What you need to do
Copy the stretch from the line containing "target: lamp shade" through the line containing "238], [702, 226]]" below, swapping "vertices" for "corner points" and changing nothing else.

-- Start of Task material --

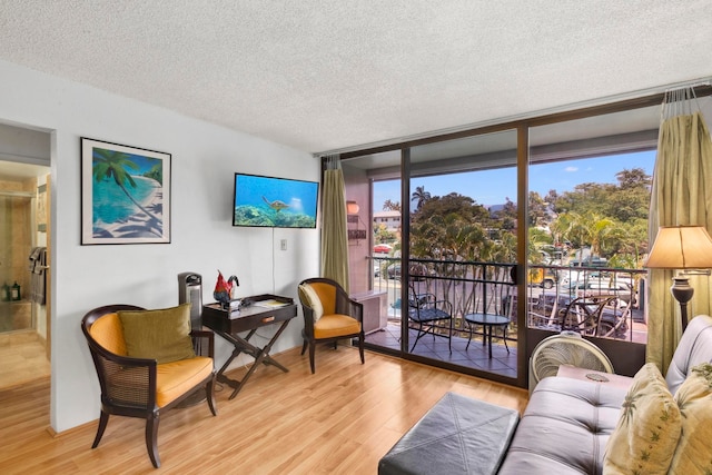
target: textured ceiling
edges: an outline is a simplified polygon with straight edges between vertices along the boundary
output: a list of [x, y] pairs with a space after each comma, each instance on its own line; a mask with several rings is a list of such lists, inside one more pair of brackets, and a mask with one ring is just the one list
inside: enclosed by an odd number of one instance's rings
[[709, 78], [712, 0], [1, 0], [0, 59], [320, 152]]

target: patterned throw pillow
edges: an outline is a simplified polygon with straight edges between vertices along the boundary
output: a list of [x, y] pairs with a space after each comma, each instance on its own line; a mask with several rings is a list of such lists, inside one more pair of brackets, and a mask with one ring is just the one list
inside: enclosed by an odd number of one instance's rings
[[680, 439], [680, 409], [657, 366], [643, 366], [631, 386], [603, 459], [604, 474], [666, 474]]
[[324, 307], [322, 306], [322, 300], [319, 299], [318, 294], [309, 284], [301, 284], [299, 286], [299, 291], [307, 305], [314, 310], [314, 323], [316, 324], [319, 321], [319, 318], [322, 318], [322, 315], [324, 315]]
[[118, 311], [127, 355], [159, 365], [195, 358], [190, 338], [190, 304], [158, 310]]
[[712, 473], [712, 365], [693, 367], [675, 402], [682, 414], [682, 435], [670, 465], [670, 474]]

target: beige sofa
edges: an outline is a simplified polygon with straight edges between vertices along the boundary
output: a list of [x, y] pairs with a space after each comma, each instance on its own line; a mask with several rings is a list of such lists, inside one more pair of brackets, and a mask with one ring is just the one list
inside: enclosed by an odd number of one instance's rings
[[[712, 362], [712, 318], [698, 316], [690, 321], [675, 350], [665, 379], [663, 380], [662, 377], [659, 377], [660, 386], [663, 387], [655, 388], [657, 390], [654, 397], [655, 400], [666, 400], [669, 406], [665, 406], [665, 408], [670, 408], [672, 396], [678, 394], [689, 377], [692, 377], [691, 369], [701, 363], [710, 362]], [[635, 376], [635, 382], [639, 385], [643, 384], [641, 380], [645, 380], [645, 376], [647, 376], [647, 380], [655, 380], [654, 375], [650, 376], [649, 374], [656, 372], [656, 368], [651, 369], [650, 366], [652, 365], [646, 365]], [[631, 378], [631, 383], [634, 383], [633, 378]], [[702, 383], [704, 383], [704, 379]], [[635, 407], [636, 404], [640, 406], [642, 400], [636, 399], [637, 395], [633, 395], [633, 388], [630, 390], [631, 394], [626, 403], [627, 413], [632, 413], [630, 410], [631, 406]], [[663, 393], [669, 394], [664, 395]], [[700, 469], [699, 473], [704, 473], [704, 469], [712, 468], [712, 457], [706, 461], [702, 459], [709, 455], [704, 452], [709, 453], [710, 449], [692, 449], [690, 443], [690, 436], [696, 436], [695, 434], [690, 434], [691, 432], [699, 432], [701, 427], [712, 431], [710, 428], [712, 426], [712, 399], [704, 399], [706, 397], [704, 394], [698, 394], [695, 397], [699, 397], [703, 403], [699, 406], [702, 408], [701, 416], [709, 423], [701, 423], [699, 427], [691, 429], [689, 426], [691, 417], [686, 416], [683, 410], [682, 416], [678, 416], [680, 424], [682, 424], [682, 429], [670, 428], [674, 427], [672, 422], [659, 424], [663, 435], [654, 434], [653, 437], [659, 439], [668, 437], [668, 447], [672, 447], [671, 455], [662, 454], [663, 448], [654, 447], [654, 444], [649, 444], [653, 448], [647, 446], [641, 449], [635, 448], [635, 446], [632, 448], [621, 447], [621, 445], [625, 445], [625, 441], [634, 438], [632, 436], [626, 437], [625, 434], [617, 434], [619, 437], [615, 439], [615, 444], [612, 444], [612, 447], [606, 447], [609, 439], [621, 420], [626, 394], [629, 394], [629, 389], [620, 385], [606, 385], [605, 383], [585, 382], [561, 376], [542, 379], [530, 398], [498, 473], [516, 475], [625, 473], [626, 471], [612, 463], [612, 458], [622, 457], [624, 458], [623, 464], [633, 464], [633, 458], [640, 454], [642, 454], [642, 457], [646, 457], [647, 461], [654, 461], [656, 456], [661, 456], [663, 457], [662, 465], [665, 463], [664, 458], [669, 458], [668, 462], [672, 459], [673, 468], [671, 468], [671, 473], [685, 473], [691, 469], [690, 466], [696, 467], [692, 473], [696, 473], [698, 468]], [[675, 405], [675, 410], [678, 409], [678, 402], [679, 398], [672, 403]], [[641, 410], [637, 410], [637, 413], [641, 413]], [[637, 414], [634, 415], [637, 416]], [[640, 425], [640, 422], [635, 420], [635, 424]], [[671, 434], [665, 433], [669, 428]], [[617, 431], [620, 432], [621, 429], [619, 428]], [[646, 436], [646, 434], [643, 434], [643, 436]], [[619, 441], [623, 441], [623, 443], [619, 443]], [[704, 446], [709, 447], [710, 444], [704, 444]], [[625, 459], [624, 449], [630, 449], [631, 452], [627, 461]], [[606, 457], [610, 459], [606, 459]], [[682, 468], [675, 469], [675, 464], [679, 462], [688, 463], [688, 468], [684, 468], [684, 471]], [[704, 464], [710, 464], [711, 467], [704, 468]], [[678, 465], [678, 467], [680, 466], [685, 465]], [[651, 472], [652, 468], [650, 467], [640, 471], [640, 473], [646, 474]], [[662, 468], [661, 473], [668, 473], [668, 469]]]

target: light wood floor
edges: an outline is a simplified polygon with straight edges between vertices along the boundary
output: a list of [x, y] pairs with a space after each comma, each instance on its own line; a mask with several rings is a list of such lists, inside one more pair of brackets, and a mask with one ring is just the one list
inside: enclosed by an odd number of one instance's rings
[[49, 374], [44, 345], [37, 331], [0, 334], [0, 389]]
[[228, 387], [217, 393], [217, 417], [205, 403], [168, 412], [159, 469], [146, 452], [144, 420], [111, 417], [91, 449], [96, 422], [55, 437], [48, 431], [49, 378], [2, 389], [0, 473], [375, 474], [446, 392], [520, 412], [527, 400], [523, 389], [369, 352], [360, 365], [350, 347], [318, 347], [312, 375], [299, 349], [275, 356], [289, 373], [263, 366], [235, 399]]

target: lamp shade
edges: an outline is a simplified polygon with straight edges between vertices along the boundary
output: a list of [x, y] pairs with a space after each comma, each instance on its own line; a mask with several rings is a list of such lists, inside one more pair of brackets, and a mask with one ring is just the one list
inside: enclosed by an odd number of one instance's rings
[[661, 227], [644, 267], [651, 269], [712, 268], [712, 238], [702, 226]]

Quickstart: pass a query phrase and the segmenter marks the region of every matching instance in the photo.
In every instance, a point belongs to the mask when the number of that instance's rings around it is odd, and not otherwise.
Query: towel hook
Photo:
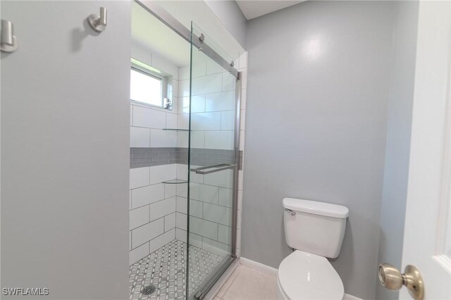
[[[8,20],[1,20],[0,50],[2,52],[14,52],[19,47],[19,42],[14,35],[14,25]]]
[[[100,15],[97,15],[95,13],[89,15],[87,17],[87,23],[94,31],[97,32],[104,31],[106,27],[106,8],[104,7],[100,8]]]

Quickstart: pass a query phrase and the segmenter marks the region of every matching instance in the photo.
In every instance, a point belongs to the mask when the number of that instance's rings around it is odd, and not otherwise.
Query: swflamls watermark
[[[47,287],[4,287],[1,293],[4,296],[47,296]]]

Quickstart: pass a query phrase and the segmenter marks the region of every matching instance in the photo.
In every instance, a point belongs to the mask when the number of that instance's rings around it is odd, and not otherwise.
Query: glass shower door
[[[194,24],[191,35],[187,288],[202,299],[233,259],[237,78],[206,55],[231,61]]]

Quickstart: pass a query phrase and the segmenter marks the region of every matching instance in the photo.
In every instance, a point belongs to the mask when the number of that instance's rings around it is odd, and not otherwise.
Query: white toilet
[[[343,283],[326,257],[338,256],[345,236],[347,207],[309,200],[283,199],[287,244],[295,251],[279,265],[281,299],[337,299]]]

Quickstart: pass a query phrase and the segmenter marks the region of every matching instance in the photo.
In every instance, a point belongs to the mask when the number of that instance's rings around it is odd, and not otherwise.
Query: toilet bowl
[[[343,284],[323,256],[296,250],[280,263],[277,274],[280,299],[341,300]]]
[[[326,257],[340,254],[347,208],[310,200],[285,198],[283,225],[285,240],[295,251],[279,265],[280,299],[341,300],[341,278]]]

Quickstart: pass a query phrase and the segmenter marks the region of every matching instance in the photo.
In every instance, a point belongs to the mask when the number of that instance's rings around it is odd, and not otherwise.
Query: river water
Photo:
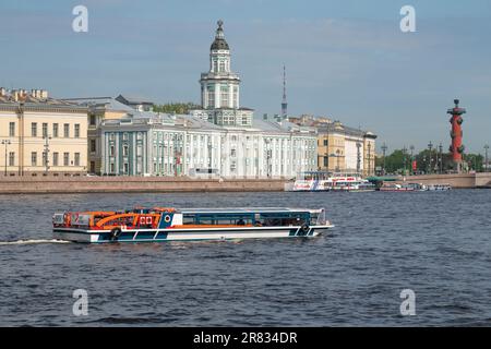
[[[57,210],[325,207],[303,240],[87,245]],[[0,325],[491,326],[491,191],[0,195]],[[73,291],[88,294],[75,316]],[[416,315],[400,314],[415,292]]]

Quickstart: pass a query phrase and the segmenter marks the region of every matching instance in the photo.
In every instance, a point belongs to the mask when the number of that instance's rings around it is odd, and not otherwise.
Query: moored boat
[[[343,174],[322,171],[301,173],[289,191],[294,192],[371,192],[375,191],[375,184],[361,178],[358,173]]]
[[[334,227],[323,208],[273,207],[65,212],[52,225],[55,239],[87,243],[311,238]]]
[[[414,185],[409,184],[397,184],[397,183],[385,183],[380,189],[381,192],[414,192],[417,191]]]

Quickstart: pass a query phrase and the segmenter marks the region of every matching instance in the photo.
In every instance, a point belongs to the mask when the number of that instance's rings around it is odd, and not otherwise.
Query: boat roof
[[[290,207],[240,207],[240,208],[181,208],[182,214],[255,214],[255,213],[282,213],[282,212],[320,212],[312,208],[290,208]]]

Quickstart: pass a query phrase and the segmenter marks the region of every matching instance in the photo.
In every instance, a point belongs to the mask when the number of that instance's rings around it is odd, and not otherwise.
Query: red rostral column
[[[464,119],[462,116],[466,113],[466,109],[458,107],[458,99],[454,99],[455,107],[452,109],[448,109],[447,113],[452,115],[452,118],[450,119],[450,122],[452,123],[452,131],[451,131],[451,137],[452,137],[452,145],[450,147],[450,151],[452,153],[452,159],[454,161],[455,169],[458,172],[463,171],[463,163],[462,163],[462,155],[464,153],[464,145],[462,144],[462,123],[464,122]]]

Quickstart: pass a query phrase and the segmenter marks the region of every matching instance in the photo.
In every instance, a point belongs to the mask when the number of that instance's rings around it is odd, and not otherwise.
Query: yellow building
[[[46,91],[0,88],[0,140],[2,173],[87,171],[87,108]]]
[[[373,176],[375,172],[375,139],[372,132],[344,125],[328,118],[301,116],[291,122],[318,131],[318,170]]]

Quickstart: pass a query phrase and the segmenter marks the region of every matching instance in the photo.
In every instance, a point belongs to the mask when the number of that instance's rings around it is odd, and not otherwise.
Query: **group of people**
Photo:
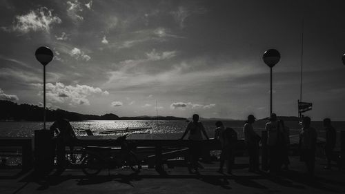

-- End of Task material --

Answer to this problem
target: lamp shade
edges: an outline is a simplified polygon with straight edges between corner points along the boundary
output: a list of [x, y] pairs with a space after each comma, each instance on its own line; a mask with several rings is a list of such lists, inside one more pair of brackets, and a mask with one ring is just the one list
inside: enclosed by an odd number of one instance's rings
[[661, 227], [644, 267], [651, 269], [712, 268], [712, 238], [702, 226]]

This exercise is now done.